— Work instructions —
Could you recast the listing below as a JSON array of strings, one string per line, with blank lines omitted?

— Data for the task —
══════

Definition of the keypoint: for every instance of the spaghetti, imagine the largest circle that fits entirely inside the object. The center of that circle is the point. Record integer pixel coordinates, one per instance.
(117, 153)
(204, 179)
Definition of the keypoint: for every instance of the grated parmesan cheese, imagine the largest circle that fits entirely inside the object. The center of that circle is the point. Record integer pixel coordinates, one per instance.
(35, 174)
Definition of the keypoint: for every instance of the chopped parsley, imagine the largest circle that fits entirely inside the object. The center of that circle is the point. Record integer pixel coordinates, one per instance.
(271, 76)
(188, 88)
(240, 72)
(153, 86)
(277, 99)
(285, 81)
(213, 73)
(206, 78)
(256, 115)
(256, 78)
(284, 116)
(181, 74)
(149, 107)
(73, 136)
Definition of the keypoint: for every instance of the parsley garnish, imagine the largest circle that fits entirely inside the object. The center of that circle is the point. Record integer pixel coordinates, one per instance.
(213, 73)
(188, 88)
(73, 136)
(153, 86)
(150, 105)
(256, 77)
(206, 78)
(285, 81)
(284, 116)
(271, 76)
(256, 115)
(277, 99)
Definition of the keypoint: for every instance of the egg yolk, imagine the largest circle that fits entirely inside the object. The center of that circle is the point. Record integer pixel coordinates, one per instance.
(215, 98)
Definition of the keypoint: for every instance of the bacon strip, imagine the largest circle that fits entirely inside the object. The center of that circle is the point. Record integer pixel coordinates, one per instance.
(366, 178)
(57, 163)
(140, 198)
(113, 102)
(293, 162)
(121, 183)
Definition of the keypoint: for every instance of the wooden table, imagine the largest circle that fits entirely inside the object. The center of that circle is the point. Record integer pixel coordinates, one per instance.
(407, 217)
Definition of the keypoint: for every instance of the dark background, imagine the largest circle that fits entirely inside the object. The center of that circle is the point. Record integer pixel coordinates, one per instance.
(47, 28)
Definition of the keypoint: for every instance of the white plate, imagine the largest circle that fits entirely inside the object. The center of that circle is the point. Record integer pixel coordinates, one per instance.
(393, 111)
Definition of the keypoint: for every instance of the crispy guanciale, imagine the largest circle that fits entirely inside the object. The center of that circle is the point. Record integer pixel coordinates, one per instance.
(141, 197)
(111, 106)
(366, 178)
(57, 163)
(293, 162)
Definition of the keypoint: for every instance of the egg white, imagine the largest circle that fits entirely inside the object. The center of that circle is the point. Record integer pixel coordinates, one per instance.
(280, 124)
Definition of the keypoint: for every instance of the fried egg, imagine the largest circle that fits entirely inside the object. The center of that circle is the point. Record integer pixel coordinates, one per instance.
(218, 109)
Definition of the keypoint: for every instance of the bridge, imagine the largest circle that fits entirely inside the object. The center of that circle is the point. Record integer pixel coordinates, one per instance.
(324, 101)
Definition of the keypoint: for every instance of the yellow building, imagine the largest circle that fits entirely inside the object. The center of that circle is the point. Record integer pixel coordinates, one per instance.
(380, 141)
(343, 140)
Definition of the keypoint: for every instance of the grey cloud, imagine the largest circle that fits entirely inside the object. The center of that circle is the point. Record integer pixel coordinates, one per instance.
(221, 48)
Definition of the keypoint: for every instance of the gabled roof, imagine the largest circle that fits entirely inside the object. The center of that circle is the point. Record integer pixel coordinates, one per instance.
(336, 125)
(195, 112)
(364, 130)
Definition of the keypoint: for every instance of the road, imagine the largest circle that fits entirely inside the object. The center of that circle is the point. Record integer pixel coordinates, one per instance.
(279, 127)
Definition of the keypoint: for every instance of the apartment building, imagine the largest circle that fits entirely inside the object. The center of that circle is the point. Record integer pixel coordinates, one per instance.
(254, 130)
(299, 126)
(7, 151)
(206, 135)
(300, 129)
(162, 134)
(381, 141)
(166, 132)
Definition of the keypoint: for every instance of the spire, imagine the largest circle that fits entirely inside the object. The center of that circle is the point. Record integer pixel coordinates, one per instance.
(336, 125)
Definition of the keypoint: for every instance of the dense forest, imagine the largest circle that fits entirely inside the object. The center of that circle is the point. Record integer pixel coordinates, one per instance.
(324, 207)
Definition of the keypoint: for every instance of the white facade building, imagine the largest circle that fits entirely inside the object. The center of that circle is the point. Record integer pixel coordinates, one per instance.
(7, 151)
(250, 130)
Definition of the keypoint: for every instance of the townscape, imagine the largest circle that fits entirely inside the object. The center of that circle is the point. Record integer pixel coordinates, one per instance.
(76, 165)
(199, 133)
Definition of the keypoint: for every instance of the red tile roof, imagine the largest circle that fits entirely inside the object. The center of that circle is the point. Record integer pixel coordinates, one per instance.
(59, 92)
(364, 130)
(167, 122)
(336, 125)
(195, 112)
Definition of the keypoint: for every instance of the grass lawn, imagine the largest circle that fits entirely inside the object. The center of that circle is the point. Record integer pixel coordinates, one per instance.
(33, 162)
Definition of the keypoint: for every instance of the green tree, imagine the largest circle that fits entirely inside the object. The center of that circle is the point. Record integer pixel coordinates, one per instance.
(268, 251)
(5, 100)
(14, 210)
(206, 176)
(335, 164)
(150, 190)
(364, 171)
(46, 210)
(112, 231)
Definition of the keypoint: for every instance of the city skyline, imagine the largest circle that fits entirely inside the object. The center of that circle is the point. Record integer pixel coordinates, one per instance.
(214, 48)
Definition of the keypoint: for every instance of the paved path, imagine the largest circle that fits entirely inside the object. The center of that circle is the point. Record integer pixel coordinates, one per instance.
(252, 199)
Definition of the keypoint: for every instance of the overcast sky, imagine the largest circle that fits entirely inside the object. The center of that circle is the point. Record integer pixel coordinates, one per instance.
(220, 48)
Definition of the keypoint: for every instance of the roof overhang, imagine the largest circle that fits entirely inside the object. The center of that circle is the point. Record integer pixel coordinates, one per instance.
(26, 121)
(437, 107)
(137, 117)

══════

— Written answer —
[
  "Definition of the keypoint: for every instance of the spaghetti, imagine the largest circle that fits entirely inside the object. The center of that circle is the point. Record integer pixel coordinates, one per instance.",
  "(117, 153)",
  "(204, 179)",
  "Definition of the keypoint: for every instance of the grated parmesan cheese, imagine the largest circle that fits entirely inside the object. The center of that circle is the point. Record integer pixel coordinates, one per instance.",
  "(35, 174)",
  "Definition of the keypoint: for every instance of the chopped parsley, imagine the largest circle that fits entirely inside the object. The center of that circle is the point. Record integer pixel coordinates, one per instance.",
  "(271, 76)",
  "(188, 88)",
  "(240, 72)",
  "(153, 86)",
  "(277, 99)",
  "(285, 81)",
  "(213, 73)",
  "(206, 78)",
  "(256, 115)",
  "(256, 78)",
  "(284, 116)",
  "(181, 74)",
  "(149, 107)",
  "(73, 136)",
  "Definition of the keypoint: for every instance of the parsley garnish, imagine the largest circle that fits entirely inside the object. The center of that circle is the point. Record integer pixel coordinates, one per instance.",
  "(213, 73)",
  "(188, 88)",
  "(73, 136)",
  "(153, 86)",
  "(150, 105)",
  "(256, 77)",
  "(206, 78)",
  "(285, 81)",
  "(284, 116)",
  "(271, 76)",
  "(256, 115)",
  "(277, 99)",
  "Definition of the keypoint: for every instance of the egg yolk, imagine the largest circle that fits entirely inside the object. The center of that circle is the point. Record integer pixel coordinates, one per instance.",
  "(215, 98)",
  "Definition of the keypoint: for every instance of the bacon strip, imagine the largest circle that fits entirely inside the object. The center of that circle is the point. Record integer pixel coordinates, one per instance.",
  "(366, 178)",
  "(57, 163)",
  "(140, 198)",
  "(113, 102)",
  "(293, 162)",
  "(121, 183)",
  "Definition of the keypoint: for every instance of the wooden table, imagine the largest circle that fits entirely inside the object. The center of that circle is the point. Record integer pixel coordinates, one per instance.",
  "(407, 217)",
  "Definition of the keypoint: for every instance of the dark background, imagine the largest circle that fits entirely inside the object. The center of that circle is the point. Record integer pixel coordinates, one per instance.",
  "(47, 28)",
  "Definition of the keypoint: for every instance of the white plate, imagine the largest circle that fits entirely inside the object. The center of that circle is the point. Record integer pixel coordinates, one per instance.",
  "(393, 111)",
  "Definition of the keypoint: for every instance of the crispy guanciale, imagine the largest circle that fits entirely inside the object. The center of that circle is the point. Record integer pixel coordinates, one per instance.",
  "(141, 197)",
  "(111, 106)",
  "(366, 178)",
  "(57, 163)",
  "(293, 162)",
  "Definition of the keypoint: for every instance of the egg white, imagine the largest circle that fits entirely inside the object. The center of that circle is the point. Record integer pixel coordinates, one per instance.",
  "(280, 124)",
  "Definition of the keypoint: for every instance of the fried egg, imagine the largest circle that fits entirely inside the object. The center of that circle is the point. Record integer pixel coordinates, one per instance.",
  "(218, 109)",
  "Definition of the keypoint: for every instance of the bridge, imagine the largest circle that fits entirely inside the object. The center of that circle is the point. Record integer pixel coordinates, one per instance.",
  "(324, 101)",
  "Definition of the keypoint: for every instance of the yellow building, imagine the largest circle that fits entirely inside the object. The center of that circle is the point. Record integer pixel coordinates, one per instance.",
  "(380, 141)",
  "(343, 140)",
  "Definition of the keypoint: for every instance of the grey cloud, imagine the largest circle that fits entirely inside the object. The center of that circle is the point. Record integer pixel coordinates, one per instance.",
  "(221, 48)",
  "Definition of the keypoint: for every instance of the gabled roof, imagine the largest circle that fits entirely inside the object. The center of that circle is the point. Record integer pixel coordinates, one per instance.",
  "(336, 125)",
  "(195, 112)",
  "(364, 130)",
  "Definition of the keypoint: for every instance of the road, imagine the largest circle that fits entirely inside the object. The center of that circle is the point. Record integer pixel coordinates, one per instance.",
  "(279, 127)",
  "Definition of the keypoint: for every instance of the apartment building, imagine the largest circle that fits entirely inside the object. The center of that circle is the point. Record integer pixel coordinates, one per instance.",
  "(254, 130)",
  "(299, 126)",
  "(7, 151)",
  "(206, 135)",
  "(300, 129)",
  "(162, 134)",
  "(381, 141)",
  "(166, 132)",
  "Definition of the keypoint: for every instance of the spire, imagine the largest circle that fits entirely inside the object. The center of that circle is the point. Record integer pixel coordinates, one per instance.",
  "(336, 125)",
  "Definition of the keypoint: for every instance of the dense forest, imagine the largest circle that fits entirely inside the object. The center of that circle is the point. Record integer pixel coordinates, one per instance.",
  "(324, 207)",
  "Definition of the keypoint: for every instance of the white facade building, imagine the largest circle that fits entirely inside the object. The center of that circle is the point. Record integer pixel coordinates, one per instance.",
  "(7, 151)",
  "(250, 130)",
  "Definition of the keypoint: for every instance of the townscape, imagine the largest circle that fits entirely inside the object. The center of that circle is the point. Record integer pixel coordinates, one per instance.",
  "(76, 165)",
  "(199, 133)",
  "Definition of the keypoint: for every instance of the red tile roof, imagine the largest circle that fits entirely inside the object. The center of that circle is the point. Record integer pixel coordinates, one per instance.",
  "(59, 92)",
  "(364, 130)",
  "(167, 122)",
  "(336, 125)",
  "(195, 112)",
  "Definition of the keypoint: for every instance of the grass lawn, imagine the largest circle that fits entirely inside the object. The center of that circle is the point. Record integer pixel coordinates, one per instance.",
  "(33, 162)",
  "Definition of the keypoint: for every instance of the green tree, imagine the largest circle that fits entirely inside the object. The center of that circle is the point. Record integer pixel coordinates, one per instance.",
  "(268, 251)",
  "(5, 100)",
  "(14, 210)",
  "(206, 176)",
  "(335, 164)",
  "(150, 190)",
  "(364, 171)",
  "(46, 210)",
  "(112, 231)",
  "Definition of the keypoint: for every instance of the city skyline, imagine the largest circle that fits entirely inside the object. The center of that circle is the point. Record integer pixel coordinates, one per instance.",
  "(214, 48)",
  "Definition of the keypoint: for every instance of the paved path, imagine the largest circle that fits entirely inside the object. The center of that circle is the point. Record integer pixel coordinates, one per instance.",
  "(252, 199)",
  "Definition of the keypoint: for every instance of the overcast sky, imagine the largest circle that fits entirely inside the object. The center of that circle is the point. Record integer pixel coordinates, one per instance.",
  "(220, 48)",
  "Definition of the keypoint: for every instance of the roof overhang, imagine the largest circle that fits entirely inside the object. The center of that circle is the point. Record integer pixel coordinates, one per instance.",
  "(26, 121)",
  "(437, 107)",
  "(137, 117)"
]